GIVEN TEXT:
--------------------------------

Friday, October 23, 2015

Back to Work

I suppose I should stop being surprised by the roller coaster of emotions I go through on a daily basis, following the loss of Easton. But I'm constantly amazed at how many conflicting feelings I can have in a 24 hour period. This is especially true since I recently decided to go back to work.

I often wondered how that would work exactly. I mean, how in the hell do you fit grief into a work schedule? Since the weather is changing, and my especially difficult season is coming, I've noticed, once again, that daily life has become more tiresome and painful. I guess I kind of expected that again this year, but this time I've added another layer. I'm working. My job involves caring for others. I still wonder how that's going to work some days. I recently had one of my truly awful days in which breathing was particularly painful. As hard as I tried to push past it and ignore the burning in my chest, I just couldn't do it. It was one of those days where even my skin wasn't enough to hold me together. I felt like one wrong move and I would go everywhere at once. The pain is so intense during moments like these and I have no choice but to succumb to the feelings.

I cried at work. Big, awful, crocodile tears in the break room. I couldn't stop them. The pain just leaked from my eyes as I sat trying to eat lunch. But you can't eat lunch when your body hurts like that. The sight of food is exhausitng. As I sat there, I contemplated what I should do next. Would I be able to pull it together long enough to care for my patients again? Was a 30 minute "break" a sufficient amount of time to release some of this pain? Should I go home "sick"?

--------------------------------

DATA UNDER STUDY:
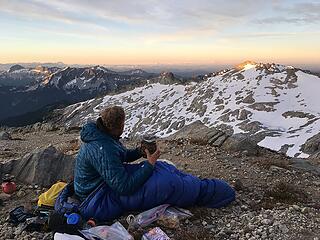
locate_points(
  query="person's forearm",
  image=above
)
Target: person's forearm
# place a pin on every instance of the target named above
(132, 155)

--------------------------------

WHAT NEEDS TO BE DONE: Can you retype everything in the post about going back to work, from "Friday, October 23, 2015" down to "back to work.", without changing a word?

SOLUTION FOR THIS PROBLEM:
Friday, October 23, 2015

Back to Work

I suppose I should stop being surprised by the roller coaster of emotions I go through on a daily basis, following the loss of Easton. But I'm constantly amazed at how many conflicting feelings I can have in a 24 hour period. This is especially true since I recently decided to go back to work.